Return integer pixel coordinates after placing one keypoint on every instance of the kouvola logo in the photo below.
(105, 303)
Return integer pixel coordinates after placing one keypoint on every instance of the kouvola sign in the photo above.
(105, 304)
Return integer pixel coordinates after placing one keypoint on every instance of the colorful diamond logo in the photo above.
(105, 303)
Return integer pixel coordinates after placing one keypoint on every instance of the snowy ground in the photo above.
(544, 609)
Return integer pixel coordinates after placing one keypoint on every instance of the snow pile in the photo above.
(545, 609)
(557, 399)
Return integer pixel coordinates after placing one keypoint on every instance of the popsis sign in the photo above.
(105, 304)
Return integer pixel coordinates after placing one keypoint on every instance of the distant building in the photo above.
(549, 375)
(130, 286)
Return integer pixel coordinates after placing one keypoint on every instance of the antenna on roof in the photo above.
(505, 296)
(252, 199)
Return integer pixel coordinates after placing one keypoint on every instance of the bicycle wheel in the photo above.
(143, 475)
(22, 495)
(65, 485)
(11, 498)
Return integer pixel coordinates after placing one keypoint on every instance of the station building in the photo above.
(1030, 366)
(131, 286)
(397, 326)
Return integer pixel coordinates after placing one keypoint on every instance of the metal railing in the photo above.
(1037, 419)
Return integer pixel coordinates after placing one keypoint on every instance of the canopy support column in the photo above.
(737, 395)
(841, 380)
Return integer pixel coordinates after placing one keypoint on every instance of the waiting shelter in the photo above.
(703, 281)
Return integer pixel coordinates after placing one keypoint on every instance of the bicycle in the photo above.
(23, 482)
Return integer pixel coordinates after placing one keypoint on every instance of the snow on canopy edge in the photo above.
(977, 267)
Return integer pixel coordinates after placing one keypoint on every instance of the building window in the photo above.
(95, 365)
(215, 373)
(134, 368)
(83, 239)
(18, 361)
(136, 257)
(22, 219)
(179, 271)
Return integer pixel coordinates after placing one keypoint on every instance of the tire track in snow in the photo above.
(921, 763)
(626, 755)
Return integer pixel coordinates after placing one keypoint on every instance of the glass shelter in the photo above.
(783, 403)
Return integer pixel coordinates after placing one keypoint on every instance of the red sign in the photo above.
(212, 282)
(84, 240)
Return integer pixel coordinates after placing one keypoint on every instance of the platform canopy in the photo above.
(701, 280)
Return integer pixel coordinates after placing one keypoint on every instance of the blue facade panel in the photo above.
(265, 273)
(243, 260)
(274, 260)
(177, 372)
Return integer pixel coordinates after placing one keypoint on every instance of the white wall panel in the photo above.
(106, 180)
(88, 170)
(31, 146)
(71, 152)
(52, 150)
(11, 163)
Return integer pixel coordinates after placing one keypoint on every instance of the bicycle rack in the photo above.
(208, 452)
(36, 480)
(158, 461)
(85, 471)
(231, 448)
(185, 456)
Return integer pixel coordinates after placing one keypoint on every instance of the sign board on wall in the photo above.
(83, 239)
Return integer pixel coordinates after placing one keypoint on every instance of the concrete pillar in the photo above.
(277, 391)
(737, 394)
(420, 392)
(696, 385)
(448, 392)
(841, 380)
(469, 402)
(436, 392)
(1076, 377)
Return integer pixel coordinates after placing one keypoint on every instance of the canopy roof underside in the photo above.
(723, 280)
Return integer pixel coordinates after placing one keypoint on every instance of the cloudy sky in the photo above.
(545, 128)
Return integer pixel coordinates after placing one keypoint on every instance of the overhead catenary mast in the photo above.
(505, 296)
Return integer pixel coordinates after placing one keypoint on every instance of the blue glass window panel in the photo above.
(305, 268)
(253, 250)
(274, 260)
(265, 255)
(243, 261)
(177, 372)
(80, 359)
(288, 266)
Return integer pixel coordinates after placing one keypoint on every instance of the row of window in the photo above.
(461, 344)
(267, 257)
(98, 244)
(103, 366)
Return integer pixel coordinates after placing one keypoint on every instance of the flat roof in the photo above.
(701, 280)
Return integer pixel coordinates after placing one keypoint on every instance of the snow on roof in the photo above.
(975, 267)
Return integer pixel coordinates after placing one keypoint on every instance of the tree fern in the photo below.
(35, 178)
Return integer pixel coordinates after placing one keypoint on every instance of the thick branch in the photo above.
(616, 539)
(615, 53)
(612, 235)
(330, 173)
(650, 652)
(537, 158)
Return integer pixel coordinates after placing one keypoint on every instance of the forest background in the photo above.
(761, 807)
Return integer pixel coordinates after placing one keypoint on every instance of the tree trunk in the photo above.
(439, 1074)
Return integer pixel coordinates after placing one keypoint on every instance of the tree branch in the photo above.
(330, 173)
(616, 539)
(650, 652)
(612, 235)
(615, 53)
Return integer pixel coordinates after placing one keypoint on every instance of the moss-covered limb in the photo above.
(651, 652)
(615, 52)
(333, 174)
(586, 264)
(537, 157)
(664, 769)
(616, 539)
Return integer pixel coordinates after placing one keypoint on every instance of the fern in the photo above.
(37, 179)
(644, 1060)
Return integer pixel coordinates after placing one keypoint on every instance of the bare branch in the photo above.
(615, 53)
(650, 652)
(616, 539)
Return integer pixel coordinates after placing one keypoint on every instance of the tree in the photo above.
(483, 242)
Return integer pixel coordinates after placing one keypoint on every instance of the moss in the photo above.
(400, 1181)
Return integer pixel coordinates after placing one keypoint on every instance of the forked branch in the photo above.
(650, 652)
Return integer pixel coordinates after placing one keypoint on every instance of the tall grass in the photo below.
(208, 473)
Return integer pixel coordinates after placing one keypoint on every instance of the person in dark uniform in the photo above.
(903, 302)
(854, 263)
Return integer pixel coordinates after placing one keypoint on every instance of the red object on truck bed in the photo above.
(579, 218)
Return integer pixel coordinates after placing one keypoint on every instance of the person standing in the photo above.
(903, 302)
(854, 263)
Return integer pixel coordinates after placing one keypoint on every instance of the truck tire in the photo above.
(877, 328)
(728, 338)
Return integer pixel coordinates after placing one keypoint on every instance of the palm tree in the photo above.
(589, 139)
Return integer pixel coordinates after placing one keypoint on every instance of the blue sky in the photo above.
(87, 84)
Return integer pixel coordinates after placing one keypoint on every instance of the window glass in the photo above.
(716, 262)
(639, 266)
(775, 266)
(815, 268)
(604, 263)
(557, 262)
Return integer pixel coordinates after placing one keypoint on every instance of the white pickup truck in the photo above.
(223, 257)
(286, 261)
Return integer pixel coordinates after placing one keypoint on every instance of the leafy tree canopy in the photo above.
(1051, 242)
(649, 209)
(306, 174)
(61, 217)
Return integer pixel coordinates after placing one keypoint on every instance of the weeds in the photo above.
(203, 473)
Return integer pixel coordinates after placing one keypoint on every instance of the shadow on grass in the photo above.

Problem details
Starting at the line that contains "glass in the photo above.", quote each remaining line of the entries above, unchanged.

Task solution
Return integer pixel coordinates after placing one keypoint on every instance of the window glass in the photo above.
(716, 262)
(639, 266)
(775, 266)
(815, 268)
(604, 263)
(557, 262)
Return integer pixel coordinates after placing one keypoint on every instance of the white pickup truck in the photo above.
(223, 257)
(286, 261)
Return integer pixel coordinates after placing one keypoint on every instance of the leafy tree canopy in the photo above.
(1051, 242)
(649, 209)
(306, 174)
(61, 217)
Return integer pixel coordinates after placing one keypoint on every instance of the weeds in the photo above.
(203, 473)
Return integer pixel coordinates after placing one keypoint on every instance of the shadow on grass in the photo above.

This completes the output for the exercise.